→ **SUPPLIED DATA**:
++++++

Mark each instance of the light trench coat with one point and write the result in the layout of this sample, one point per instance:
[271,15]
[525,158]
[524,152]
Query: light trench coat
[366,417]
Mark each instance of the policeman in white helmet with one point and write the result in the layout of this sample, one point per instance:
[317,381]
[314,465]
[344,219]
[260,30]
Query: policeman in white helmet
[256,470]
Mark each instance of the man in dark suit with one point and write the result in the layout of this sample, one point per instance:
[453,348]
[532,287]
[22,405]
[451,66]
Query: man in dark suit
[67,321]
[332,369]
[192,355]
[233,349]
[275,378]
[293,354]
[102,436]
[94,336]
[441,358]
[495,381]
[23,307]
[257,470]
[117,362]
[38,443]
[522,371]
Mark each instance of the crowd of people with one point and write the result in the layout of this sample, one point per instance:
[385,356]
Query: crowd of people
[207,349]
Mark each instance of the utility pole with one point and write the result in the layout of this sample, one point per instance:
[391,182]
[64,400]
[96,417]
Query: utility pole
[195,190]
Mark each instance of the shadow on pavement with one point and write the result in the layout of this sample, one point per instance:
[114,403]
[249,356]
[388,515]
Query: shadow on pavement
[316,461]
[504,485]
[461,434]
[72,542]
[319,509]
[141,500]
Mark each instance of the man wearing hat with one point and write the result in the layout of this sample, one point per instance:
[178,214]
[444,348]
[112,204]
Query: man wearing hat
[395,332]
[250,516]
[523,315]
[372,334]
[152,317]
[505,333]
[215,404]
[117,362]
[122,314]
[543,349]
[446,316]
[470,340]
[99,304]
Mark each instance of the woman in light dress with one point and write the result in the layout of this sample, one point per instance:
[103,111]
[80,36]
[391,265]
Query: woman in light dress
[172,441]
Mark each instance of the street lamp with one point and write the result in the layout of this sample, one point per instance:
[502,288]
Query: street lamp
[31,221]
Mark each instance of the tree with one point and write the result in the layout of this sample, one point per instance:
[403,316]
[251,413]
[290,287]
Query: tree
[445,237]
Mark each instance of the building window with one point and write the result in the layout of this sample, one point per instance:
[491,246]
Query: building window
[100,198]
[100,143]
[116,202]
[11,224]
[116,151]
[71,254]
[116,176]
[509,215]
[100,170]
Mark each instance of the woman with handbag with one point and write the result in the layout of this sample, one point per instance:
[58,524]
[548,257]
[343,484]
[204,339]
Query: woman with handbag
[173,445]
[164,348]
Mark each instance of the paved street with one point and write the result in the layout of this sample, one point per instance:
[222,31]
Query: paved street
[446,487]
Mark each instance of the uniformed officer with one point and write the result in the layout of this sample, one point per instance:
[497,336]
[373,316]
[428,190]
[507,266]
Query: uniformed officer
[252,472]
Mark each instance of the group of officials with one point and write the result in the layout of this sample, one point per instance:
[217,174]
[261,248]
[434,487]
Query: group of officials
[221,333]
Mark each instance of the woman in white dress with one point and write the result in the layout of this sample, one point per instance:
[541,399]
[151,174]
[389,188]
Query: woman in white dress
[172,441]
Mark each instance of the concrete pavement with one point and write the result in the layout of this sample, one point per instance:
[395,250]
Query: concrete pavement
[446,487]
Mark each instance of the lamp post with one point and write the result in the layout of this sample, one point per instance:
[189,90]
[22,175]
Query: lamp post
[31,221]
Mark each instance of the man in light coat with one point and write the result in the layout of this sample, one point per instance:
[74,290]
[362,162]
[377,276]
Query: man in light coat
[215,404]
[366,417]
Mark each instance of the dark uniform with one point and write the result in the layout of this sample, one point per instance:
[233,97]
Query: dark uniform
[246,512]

++++++

→ **EXERCISE GOAL**:
Transcribe the records above exactly, beginning at the line that contains "Mark each instance of the woman in light" and ending with the line that contains "Mark each instance of the paved", both included, and nothing else.

→ **OUTPUT OF THE TASK**:
Mark each instance of the woman in light dress with one point and write the result in the layout of this sample, one point per instance:
[103,111]
[80,36]
[391,265]
Query: woman in light dress
[172,441]
Mark each instance of the street lamp with one point and write the result in the layout of this sample, one point per instance:
[502,288]
Query: street lamp
[31,221]
Mark each instance of the tree with one point and write the result in the layout of this sample, one point per instance:
[403,316]
[251,413]
[290,287]
Query: tree
[445,237]
Mark each instance of the building window with one point and write the result in the layout of this sample, one point per instance:
[491,246]
Query: building window
[100,198]
[100,143]
[116,202]
[11,224]
[116,151]
[71,254]
[116,176]
[509,215]
[100,170]
Mark each instance of the woman with handbag with one point and write the result in the layout of this sample, one point per instance:
[58,524]
[548,257]
[343,484]
[204,339]
Query: woman with handbag
[173,445]
[164,348]
Mark each instance of the paved street with one point and write the result in the layout of this sample, one point per instance:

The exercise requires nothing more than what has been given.